▶ [WRITTEN TASK]:
Write every record out again exactly as given.
>> begin DATA LISTING
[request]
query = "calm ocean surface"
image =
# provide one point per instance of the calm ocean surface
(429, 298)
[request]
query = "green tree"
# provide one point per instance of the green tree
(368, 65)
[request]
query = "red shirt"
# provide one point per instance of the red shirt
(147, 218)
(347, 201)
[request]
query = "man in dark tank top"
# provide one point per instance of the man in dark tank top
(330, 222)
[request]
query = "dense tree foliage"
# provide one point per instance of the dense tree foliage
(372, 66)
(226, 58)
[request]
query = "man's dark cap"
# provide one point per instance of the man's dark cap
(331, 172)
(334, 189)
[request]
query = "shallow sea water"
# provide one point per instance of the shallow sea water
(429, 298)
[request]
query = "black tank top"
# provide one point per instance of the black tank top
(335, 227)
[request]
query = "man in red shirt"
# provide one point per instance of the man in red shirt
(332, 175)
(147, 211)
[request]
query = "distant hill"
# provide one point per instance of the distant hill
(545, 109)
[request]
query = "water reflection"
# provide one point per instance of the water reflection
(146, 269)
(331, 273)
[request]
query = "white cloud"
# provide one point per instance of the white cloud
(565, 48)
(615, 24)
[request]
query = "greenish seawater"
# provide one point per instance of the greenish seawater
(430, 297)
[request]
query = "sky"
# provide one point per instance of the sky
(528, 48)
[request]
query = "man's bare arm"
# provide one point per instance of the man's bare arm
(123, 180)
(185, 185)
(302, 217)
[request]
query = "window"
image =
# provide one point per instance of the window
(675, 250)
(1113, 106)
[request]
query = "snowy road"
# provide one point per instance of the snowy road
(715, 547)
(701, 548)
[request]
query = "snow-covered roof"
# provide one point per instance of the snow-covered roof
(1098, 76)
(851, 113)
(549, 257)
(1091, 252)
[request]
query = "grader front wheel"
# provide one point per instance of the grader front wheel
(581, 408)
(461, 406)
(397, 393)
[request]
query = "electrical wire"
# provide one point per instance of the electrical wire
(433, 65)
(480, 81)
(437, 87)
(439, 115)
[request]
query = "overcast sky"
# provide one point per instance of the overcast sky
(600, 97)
>> end DATA LISTING
▶ [SOLUTION]:
[request]
query = "calm ocean surface"
image =
# provide one point per instance of the calm ocean surface
(429, 298)
[request]
query = "green tree"
# provide one point per instance of the green tree
(368, 65)
[request]
query = "red shirt"
# provide one point per instance of the red shirt
(147, 218)
(347, 201)
[request]
query = "man in dark tank top"
# provide one point per instance of the man in dark tank top
(330, 222)
[request]
query = "dense tree foliage"
# provide one point per instance of the dense tree foliage
(372, 66)
(226, 58)
[request]
query = "man's dark cap"
# provide one point per instance of the man's dark cap
(331, 172)
(334, 189)
[request]
query = "shallow sea water"
# provide one point per instance of the shallow sea water
(429, 298)
[request]
query = "black tank top"
# provide one point per instance of the black tank top
(335, 227)
[request]
query = "man in red shirt"
# provide one point per instance of the man in red shirt
(332, 175)
(147, 211)
[request]
query = "distant hill"
# provide one point per instance of the distant hill
(545, 109)
[request]
query = "water reflection"
# provide one point per instance of the water reflection
(146, 269)
(331, 273)
[request]
query = "white cloud"
# provide one point per instance of the white cloud
(565, 48)
(615, 24)
[request]
query = "greenish seawater"
# provide one point per instance of the greenish seawater
(430, 297)
[request]
query = "sky"
# provide one point per instance of the sky
(528, 48)
[request]
query = "man's bare arm"
# provide one point per instance of the man's bare arm
(123, 180)
(185, 185)
(302, 217)
[request]
query = "window"
image =
# provide one point per instance of the window
(675, 250)
(1113, 106)
[request]
query = "snowy road"
# provide one point per instance of the snowy road
(715, 547)
(701, 548)
[request]
query = "snow-covered roof"
# provide one point per instance of the snow-covered roof
(1098, 76)
(851, 113)
(549, 257)
(1091, 252)
[request]
query = "grader front wheel"
# provide one point per instance of the grader front wheel
(581, 408)
(461, 406)
(397, 393)
[request]
query = "electrical wire"
# provide one point per instance of the electrical wire
(433, 65)
(480, 81)
(437, 87)
(439, 115)
[request]
query = "overcast sky"
# provide one point per instance of the overcast sky
(600, 97)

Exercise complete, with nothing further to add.